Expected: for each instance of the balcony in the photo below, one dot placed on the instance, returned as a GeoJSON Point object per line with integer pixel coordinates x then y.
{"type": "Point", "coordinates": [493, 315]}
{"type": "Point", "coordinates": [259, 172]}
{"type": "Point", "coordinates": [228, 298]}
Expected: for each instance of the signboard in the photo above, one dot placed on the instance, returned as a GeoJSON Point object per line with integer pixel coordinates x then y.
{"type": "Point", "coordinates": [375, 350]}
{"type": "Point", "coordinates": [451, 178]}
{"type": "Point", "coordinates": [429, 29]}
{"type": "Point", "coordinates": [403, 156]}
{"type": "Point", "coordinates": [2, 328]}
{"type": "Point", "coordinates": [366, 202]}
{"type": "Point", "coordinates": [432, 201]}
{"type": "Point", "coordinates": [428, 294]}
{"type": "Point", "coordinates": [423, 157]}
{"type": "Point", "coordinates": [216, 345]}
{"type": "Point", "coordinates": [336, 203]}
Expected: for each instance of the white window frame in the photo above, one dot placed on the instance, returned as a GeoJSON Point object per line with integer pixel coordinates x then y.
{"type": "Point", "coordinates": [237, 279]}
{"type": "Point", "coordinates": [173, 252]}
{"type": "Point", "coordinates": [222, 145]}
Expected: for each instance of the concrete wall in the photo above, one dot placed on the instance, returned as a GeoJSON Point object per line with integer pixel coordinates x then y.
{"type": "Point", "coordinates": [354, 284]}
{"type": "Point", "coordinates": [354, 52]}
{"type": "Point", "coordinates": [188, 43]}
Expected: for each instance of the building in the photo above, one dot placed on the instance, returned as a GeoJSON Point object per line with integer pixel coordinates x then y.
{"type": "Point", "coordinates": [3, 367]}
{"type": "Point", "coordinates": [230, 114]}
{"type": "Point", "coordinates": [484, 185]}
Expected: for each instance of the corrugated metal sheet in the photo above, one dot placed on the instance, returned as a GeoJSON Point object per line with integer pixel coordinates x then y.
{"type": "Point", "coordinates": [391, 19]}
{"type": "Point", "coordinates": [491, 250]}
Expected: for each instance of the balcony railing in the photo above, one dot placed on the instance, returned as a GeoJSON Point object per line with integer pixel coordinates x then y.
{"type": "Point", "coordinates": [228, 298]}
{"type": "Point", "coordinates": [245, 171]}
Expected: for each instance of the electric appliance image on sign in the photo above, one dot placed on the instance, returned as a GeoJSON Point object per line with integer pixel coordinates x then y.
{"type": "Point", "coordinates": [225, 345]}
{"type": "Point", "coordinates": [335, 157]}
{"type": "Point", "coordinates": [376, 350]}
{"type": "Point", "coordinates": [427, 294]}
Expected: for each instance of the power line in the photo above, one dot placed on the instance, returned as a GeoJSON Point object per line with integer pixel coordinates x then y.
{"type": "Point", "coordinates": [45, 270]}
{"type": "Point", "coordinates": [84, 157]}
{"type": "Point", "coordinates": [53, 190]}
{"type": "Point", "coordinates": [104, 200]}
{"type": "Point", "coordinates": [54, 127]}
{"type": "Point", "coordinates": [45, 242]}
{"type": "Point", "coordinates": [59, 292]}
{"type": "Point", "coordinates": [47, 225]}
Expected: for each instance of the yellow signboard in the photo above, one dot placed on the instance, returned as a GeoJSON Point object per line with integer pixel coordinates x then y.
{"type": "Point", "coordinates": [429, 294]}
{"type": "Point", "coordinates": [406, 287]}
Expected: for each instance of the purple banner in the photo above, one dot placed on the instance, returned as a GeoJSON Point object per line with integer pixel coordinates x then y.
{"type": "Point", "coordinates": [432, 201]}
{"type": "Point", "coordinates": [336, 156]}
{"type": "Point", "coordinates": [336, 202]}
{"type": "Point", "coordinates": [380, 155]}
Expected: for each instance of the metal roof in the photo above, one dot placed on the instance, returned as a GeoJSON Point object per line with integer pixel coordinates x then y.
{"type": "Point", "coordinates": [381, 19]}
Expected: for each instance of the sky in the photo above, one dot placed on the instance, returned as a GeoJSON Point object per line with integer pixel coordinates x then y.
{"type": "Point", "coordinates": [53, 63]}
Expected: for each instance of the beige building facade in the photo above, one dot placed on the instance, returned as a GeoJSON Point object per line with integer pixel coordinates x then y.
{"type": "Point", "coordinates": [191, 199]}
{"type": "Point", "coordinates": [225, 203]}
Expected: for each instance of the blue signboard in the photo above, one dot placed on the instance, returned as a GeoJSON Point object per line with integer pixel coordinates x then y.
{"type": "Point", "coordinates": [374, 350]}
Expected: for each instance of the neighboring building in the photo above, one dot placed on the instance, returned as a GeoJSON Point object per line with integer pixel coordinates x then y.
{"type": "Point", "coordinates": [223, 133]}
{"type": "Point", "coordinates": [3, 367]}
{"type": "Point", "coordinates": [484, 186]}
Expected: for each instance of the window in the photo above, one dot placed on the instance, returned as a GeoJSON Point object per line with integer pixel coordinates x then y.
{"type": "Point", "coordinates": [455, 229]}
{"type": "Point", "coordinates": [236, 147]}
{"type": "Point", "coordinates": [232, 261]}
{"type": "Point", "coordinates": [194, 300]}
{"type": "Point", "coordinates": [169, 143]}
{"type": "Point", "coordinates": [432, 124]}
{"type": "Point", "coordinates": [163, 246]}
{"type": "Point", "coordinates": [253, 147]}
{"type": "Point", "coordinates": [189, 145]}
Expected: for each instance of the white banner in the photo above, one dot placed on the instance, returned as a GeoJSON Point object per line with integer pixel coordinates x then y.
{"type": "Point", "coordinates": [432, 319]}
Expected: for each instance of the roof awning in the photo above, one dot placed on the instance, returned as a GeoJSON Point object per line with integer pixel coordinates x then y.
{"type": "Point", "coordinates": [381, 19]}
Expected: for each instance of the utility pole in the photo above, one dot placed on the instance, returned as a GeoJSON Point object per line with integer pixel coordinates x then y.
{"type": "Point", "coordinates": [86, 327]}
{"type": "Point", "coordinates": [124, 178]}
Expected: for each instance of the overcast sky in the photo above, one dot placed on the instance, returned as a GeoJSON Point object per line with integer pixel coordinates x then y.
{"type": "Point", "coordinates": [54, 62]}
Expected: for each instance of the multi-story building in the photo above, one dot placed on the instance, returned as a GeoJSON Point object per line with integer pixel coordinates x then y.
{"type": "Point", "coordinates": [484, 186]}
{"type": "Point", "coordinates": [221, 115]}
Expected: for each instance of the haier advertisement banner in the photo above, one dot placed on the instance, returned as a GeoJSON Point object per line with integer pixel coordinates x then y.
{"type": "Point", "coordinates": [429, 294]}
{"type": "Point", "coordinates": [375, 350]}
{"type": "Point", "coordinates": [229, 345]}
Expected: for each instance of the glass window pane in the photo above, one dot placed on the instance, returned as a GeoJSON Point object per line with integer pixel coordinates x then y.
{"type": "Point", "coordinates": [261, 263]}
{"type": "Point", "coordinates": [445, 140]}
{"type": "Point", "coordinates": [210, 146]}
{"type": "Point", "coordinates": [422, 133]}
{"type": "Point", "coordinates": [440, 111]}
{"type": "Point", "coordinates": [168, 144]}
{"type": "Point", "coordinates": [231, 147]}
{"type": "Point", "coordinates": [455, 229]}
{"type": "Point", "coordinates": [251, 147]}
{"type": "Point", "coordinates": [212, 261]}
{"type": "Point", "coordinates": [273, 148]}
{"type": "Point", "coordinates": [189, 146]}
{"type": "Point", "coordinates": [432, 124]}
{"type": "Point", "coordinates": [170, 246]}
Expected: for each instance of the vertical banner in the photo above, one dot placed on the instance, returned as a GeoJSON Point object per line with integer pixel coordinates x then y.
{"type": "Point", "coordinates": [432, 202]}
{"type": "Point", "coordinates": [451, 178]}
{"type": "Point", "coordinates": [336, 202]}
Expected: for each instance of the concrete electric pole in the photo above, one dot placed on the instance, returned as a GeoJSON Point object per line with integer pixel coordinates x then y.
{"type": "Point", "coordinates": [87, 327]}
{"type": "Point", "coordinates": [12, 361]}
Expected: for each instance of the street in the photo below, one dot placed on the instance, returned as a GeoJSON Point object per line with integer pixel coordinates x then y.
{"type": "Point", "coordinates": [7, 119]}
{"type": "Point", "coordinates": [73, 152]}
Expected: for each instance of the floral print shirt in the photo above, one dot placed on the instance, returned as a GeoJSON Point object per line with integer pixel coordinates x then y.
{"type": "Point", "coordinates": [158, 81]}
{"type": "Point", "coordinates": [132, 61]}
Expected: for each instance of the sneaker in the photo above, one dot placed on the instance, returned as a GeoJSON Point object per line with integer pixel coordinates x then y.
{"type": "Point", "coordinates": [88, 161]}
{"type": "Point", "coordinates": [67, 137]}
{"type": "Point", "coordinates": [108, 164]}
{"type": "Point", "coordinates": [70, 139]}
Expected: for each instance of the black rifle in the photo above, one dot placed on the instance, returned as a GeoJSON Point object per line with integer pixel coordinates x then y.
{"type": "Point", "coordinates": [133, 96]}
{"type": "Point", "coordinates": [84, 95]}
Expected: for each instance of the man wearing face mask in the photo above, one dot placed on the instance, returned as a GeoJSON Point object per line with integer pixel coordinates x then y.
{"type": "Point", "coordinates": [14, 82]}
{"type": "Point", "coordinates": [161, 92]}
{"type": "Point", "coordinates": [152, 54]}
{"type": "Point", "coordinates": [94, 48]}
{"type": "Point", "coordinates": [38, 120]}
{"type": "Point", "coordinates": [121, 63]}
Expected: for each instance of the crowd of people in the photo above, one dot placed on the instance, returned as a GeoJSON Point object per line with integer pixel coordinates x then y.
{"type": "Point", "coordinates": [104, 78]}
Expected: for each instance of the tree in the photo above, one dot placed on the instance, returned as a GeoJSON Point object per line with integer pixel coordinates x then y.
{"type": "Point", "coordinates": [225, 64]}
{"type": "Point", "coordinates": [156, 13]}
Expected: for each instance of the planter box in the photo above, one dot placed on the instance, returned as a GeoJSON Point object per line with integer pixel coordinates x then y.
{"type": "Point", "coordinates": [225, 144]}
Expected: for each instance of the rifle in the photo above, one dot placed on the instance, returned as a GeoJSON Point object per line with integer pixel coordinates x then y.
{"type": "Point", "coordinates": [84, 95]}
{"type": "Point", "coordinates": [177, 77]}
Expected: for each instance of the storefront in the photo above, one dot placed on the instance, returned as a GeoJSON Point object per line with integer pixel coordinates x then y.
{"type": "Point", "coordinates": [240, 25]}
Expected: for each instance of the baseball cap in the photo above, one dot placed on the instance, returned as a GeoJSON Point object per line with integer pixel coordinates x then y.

* * * * * * * * *

Goal of the exercise: Starting at the line that contains "Expected: for each instance of the storefront", print every line through the end of the listing, word for word. Leave out all the rest.

Answer to this exercise:
Expected: for each instance of the storefront in the photo above, one dot placed on the instance, returned as a GeoJSON Point object per line with integer pixel coordinates x then y.
{"type": "Point", "coordinates": [240, 25]}
Expected: for each instance of the baseball cap in the photo above, one dot placed on the instance, returned as a GeoJSON Point object per line with integer pixel coordinates x then y.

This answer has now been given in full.